# Trecho do texto:
Com negro, o tratamento é na bala

Esta semana houve o ‘13 de Maio’, dia que relembra a Lei Áurea, aquela que aboliu oficialmente a escravidão no Brasil, assinada no ano de 1888. Muita gente percebeu que um momento tão importante quanto este não é comemorado com feriado, como é comum em outros dias relevantes e festivos para a nossa história. E isto acontece por conta do tratamento dispensado aos que se tornaram ex-escravos no País. Em outras palavras, porque o dia ‘14 de maio’ e todos os que vieram em seqüência, não mudaram muita coisa para aquela gente que sofreu tanto nas mãos dos seus senhores, da Casa Grande. Faltou se criar as condições para que a população negra pudesse ter um tipo de inserção mais digna na sociedade. Os ex-escravos ganharam, na prática, uma condição de subcategoria, tornando-se realmente cidadãos de 2º plano, de menor importância. Não houve, efetivamente, pelas classes dominantes, uma contribuição para a inserção dos ex-escravos no novo formato de trabalho, o trabalho assalariado.

Um ponto fundamental nessa discussão seria a facilidade, inclusive como forma de ressarcimento por um crime humanitário, da concessão de terras para seus sustentos. Para que iniciassem uma nova vida. Mas, não. Além de explorados, usados como objetos ao longo de séculos, foram jogados, de uma hora para outra, como elementos livres em uma sociedade que optava pela chegada de imigrantes europeus, inclusive como maneira de ‘branquear’ a nação. Desta forma, a data é vista pelo movimento negro como dia de luta contra o racismo no Brasil.

Até hoje essa segregação é notada na sociedade: é só observar os cargos de importância, seja no serviço público, seja no setor privado, ocupado por negros. Quantos ministros negros existem? Quantos generais, almirantes ou brigadeiros? Quantos juízes? Quantos executivos de grandes empresas? Quantos são nas profissões mais valorizadas em relação aos brancos? Sempre minorias absolutas. E é sempre bom lembrar que, segundo a Pnad – Pesquisa Nacional por Amostra de Domicílios, de 2013, 52,9% da população brasileira é negra – soma daqueles que se declaram pretos e pardos. A porcentagem, no entanto, não se repete em espaços como a academia. A própria Pnad mostra que 0,19% da população do país cursa mestrado ou doutorado. De um total de 387,4 mil pós-graduandos, 112 mil são negros – menos da metade dos 270,6 mil brancos. E assim também no Congresso: menos de 9% dos parlamentares são negros. Vale lembrar que, segundo o IBGE – Instituto Brasileiro de Geografia e Estatística/2013, a renda dos negros ainda corresponde a apenas 57,4% da dos brancos. Naquele ano, enquanto a população branca teve rendimento médio de R$ 2.396,74 a população preta e parda recebeu em média R$ 1.374,79 por mês. O valor médio para toda a população das seis regiões metropolitanas pesquisadas foi de R$ 1.929,03. Tremenda distorção social ecoando a senzala.

# Dados fornecidos:
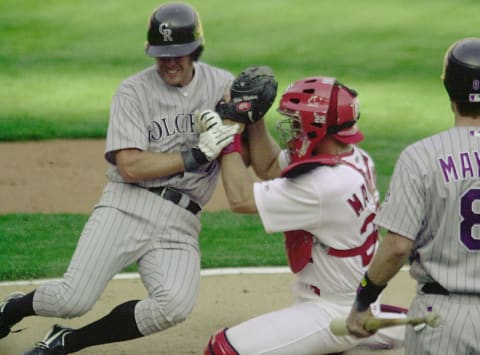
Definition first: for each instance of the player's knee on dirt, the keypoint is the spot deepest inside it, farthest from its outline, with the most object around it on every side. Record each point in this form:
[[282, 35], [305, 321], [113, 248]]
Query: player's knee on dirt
[[219, 345], [156, 314], [59, 299]]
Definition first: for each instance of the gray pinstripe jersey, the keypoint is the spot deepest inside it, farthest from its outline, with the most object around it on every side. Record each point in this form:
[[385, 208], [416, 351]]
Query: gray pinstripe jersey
[[434, 199], [145, 114]]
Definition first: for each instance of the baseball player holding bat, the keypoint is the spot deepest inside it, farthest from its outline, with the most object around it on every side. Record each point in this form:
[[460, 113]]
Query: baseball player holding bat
[[162, 172], [432, 215], [321, 193]]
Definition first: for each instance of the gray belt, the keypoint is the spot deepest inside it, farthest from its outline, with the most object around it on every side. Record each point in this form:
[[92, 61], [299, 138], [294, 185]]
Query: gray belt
[[176, 197]]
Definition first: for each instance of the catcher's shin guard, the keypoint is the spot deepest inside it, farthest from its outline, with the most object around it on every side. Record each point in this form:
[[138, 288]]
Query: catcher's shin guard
[[219, 345]]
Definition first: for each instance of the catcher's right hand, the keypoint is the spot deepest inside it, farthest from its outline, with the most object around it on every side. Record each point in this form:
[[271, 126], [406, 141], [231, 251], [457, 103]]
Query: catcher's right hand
[[252, 94]]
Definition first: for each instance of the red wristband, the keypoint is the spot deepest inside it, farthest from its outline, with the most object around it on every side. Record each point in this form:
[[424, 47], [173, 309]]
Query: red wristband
[[235, 146]]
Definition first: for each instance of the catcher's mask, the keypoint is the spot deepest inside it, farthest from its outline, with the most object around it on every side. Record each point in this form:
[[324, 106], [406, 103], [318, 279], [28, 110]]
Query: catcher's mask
[[175, 30], [461, 75], [315, 107]]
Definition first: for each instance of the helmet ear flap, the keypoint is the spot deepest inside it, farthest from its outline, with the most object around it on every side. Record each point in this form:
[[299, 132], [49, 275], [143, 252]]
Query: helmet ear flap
[[461, 76]]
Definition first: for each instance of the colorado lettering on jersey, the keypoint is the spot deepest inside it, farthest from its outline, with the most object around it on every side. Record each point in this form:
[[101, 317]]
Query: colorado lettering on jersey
[[467, 166], [158, 129], [357, 203]]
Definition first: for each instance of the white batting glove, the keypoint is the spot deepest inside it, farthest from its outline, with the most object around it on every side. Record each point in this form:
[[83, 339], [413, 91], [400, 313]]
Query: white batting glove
[[206, 120], [213, 141]]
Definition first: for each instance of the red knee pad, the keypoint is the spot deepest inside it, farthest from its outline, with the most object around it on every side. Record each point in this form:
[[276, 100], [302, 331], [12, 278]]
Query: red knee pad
[[219, 345]]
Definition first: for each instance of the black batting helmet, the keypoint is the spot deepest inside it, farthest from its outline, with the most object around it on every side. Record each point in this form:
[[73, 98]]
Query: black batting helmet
[[461, 75], [174, 30]]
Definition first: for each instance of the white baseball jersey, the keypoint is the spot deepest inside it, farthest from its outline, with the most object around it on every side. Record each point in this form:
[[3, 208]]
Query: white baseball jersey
[[434, 199], [130, 224], [336, 204]]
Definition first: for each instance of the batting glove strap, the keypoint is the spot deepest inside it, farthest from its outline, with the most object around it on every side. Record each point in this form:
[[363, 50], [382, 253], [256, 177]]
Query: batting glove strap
[[235, 146], [367, 293], [193, 159]]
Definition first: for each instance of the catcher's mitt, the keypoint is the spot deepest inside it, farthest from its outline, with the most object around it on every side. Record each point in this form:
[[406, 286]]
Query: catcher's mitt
[[251, 95]]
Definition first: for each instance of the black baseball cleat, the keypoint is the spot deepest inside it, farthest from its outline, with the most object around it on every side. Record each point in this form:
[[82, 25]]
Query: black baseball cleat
[[53, 344], [5, 327]]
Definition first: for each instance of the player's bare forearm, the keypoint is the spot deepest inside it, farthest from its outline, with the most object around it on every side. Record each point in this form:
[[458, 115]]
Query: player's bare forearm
[[264, 151], [390, 258], [136, 165], [238, 184]]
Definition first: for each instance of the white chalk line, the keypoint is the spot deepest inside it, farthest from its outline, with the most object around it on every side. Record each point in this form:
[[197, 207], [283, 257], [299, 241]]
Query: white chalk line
[[204, 272]]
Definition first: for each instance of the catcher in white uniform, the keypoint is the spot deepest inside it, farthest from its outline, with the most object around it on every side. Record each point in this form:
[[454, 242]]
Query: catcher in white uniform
[[322, 194], [163, 171], [432, 214]]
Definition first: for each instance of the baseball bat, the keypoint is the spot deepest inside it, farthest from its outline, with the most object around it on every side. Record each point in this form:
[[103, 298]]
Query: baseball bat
[[338, 325]]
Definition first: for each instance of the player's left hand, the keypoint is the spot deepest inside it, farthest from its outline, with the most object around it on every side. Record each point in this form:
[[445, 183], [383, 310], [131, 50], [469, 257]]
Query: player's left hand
[[213, 141], [356, 321], [206, 120]]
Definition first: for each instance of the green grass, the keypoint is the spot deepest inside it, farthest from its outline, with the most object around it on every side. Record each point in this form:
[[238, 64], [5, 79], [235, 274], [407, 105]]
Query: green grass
[[62, 60], [40, 245]]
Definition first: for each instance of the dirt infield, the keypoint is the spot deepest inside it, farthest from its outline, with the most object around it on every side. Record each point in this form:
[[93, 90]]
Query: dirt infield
[[68, 176]]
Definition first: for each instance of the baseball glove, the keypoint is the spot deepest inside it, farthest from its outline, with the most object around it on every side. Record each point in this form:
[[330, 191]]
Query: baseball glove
[[251, 95]]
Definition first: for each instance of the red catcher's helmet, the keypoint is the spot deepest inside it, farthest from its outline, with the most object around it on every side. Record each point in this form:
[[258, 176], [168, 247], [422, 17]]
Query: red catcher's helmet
[[316, 107]]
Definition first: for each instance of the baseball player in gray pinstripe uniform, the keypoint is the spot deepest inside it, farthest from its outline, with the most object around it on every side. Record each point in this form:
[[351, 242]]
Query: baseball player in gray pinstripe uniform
[[432, 215], [162, 172]]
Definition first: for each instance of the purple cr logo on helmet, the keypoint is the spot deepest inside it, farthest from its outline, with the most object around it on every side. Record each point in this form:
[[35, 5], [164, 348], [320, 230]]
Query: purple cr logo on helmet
[[175, 30]]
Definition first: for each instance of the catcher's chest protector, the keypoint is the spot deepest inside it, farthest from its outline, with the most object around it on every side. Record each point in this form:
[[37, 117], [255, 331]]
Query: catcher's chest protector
[[298, 245]]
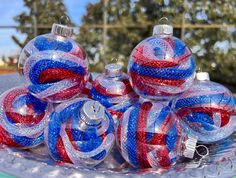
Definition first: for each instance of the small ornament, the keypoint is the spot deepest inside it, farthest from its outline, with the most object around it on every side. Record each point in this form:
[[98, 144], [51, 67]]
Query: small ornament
[[81, 132], [149, 135], [55, 76], [207, 110], [113, 90], [22, 118], [161, 66], [58, 40]]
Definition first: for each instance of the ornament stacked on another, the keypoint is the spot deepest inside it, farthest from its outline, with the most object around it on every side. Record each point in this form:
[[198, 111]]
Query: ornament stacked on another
[[149, 134], [174, 111], [207, 110]]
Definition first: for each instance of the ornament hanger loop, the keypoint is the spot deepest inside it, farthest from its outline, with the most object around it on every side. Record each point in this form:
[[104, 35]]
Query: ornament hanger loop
[[205, 153], [64, 20]]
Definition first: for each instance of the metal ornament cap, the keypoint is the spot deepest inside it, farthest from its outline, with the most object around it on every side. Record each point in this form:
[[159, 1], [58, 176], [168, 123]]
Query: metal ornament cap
[[94, 112], [203, 76], [113, 70], [163, 29], [62, 30], [190, 147]]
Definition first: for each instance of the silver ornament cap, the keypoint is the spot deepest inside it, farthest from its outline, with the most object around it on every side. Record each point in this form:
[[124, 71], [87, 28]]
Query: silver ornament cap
[[62, 30], [93, 112], [203, 76], [113, 70], [163, 28], [190, 147]]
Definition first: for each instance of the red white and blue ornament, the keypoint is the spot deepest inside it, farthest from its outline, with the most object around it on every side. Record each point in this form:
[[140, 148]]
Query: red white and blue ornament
[[22, 118], [58, 40], [150, 135], [55, 76], [81, 132], [161, 66], [54, 66], [113, 90], [207, 110]]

# Enunciado 1:
Transcreva a parte do texto sobre o 13 de Maio que vai de "Um ponto fundamental" a "racismo no Brasil.".
# Enunciado 2:
De acordo com o texto sobre o 13 de Maio, a que porcentagem da renda dos brancos corresponde a renda dos negros, segundo o IBGE?
# Enunciado 3:
Dê continuidade ao texto sobre o 13 de Maio a partir do ponto em que ele termina.
Os dados não têm nenhum papel aqui.

# Resposta da tarefa 1:
Um ponto fundamental nessa discussão seria a facilidade, inclusive como forma de ressarcimento por um crime humanitário, da concessão de terras para seus sustentos. Para que iniciassem uma nova vida. Mas, não. Além de explorados, usados como objetos ao longo de séculos, foram jogados, de uma hora para outra, como elementos livres em uma sociedade que optava pela chegada de imigrantes europeus, inclusive como maneira de ‘branquear’ a nação. Desta forma, a data é vista pelo movimento negro como dia de luta contra o racismo no Brasil.

# Resposta da tarefa 2:
A 57,4% da renda dos brancos.

# Resposta da tarefa 3:
Coincidentemente, esta semana também trouxe o lançamento da nova edição do “Mapa da Violência no Brasil”, elaborado pelo sociólogo Julio Jacobo Waiselfisz com apoio da FLACSO – Faculdade Latino Americana de Ciências Sociais em parceria com a UNESCO – Organização das Nações Unidas para a Educação, a Ciência e a Cultura no Brasil. Números assustadores no geral são trazidos à luz: a cada uma hora, cinco pessoas foram mortas por armas de fogo no Brasil em 2012. Ao todo, mais de 42,4 mil vidas foram perdidas após disparos de armas de fogo nos 366 dias daquele ano, pior resultado já obtido. Autentico ‘faroeste’. E, inquestionavelmente, o problema racial está destacado em seu contexto.

O estudo usa dados do SIM – Sistema de Informações de Mortalidade, do Ministério da Saúde, que registra as declarações de óbito expedidas em todo o país cruzando também dados com pesquisas do IBGE. Então, é possível se constatar que, das 39.686 vítimas de disparo de qualquer tipo de arma de fogo, em 2012, 28.946 eram negros e 10.632, brancos. Os números mostram que as vítimas desse tipo de morte foram 2,5 vezes mais de negros do que de brancos. Para cada grupo de 100 mil habitantes, a taxa de vítimas da cor branca ficou em 11,8 óbitos, enquanto a de negros chegou a 28,5 mortes, diferença de 142%. Em Alagoas e na Paraíba, a ‘seletividade racial’ da mira dos revolveres nos homicídios é espantosa. O documento registra que para cada branco vítima de arma de fogo nesses estados, morrem proporcionalmente mais de 10 negros. Das 27 unidades da Federação, nesse intenso tiroteio, apenas no Paraná matam-se mais brancos que negros.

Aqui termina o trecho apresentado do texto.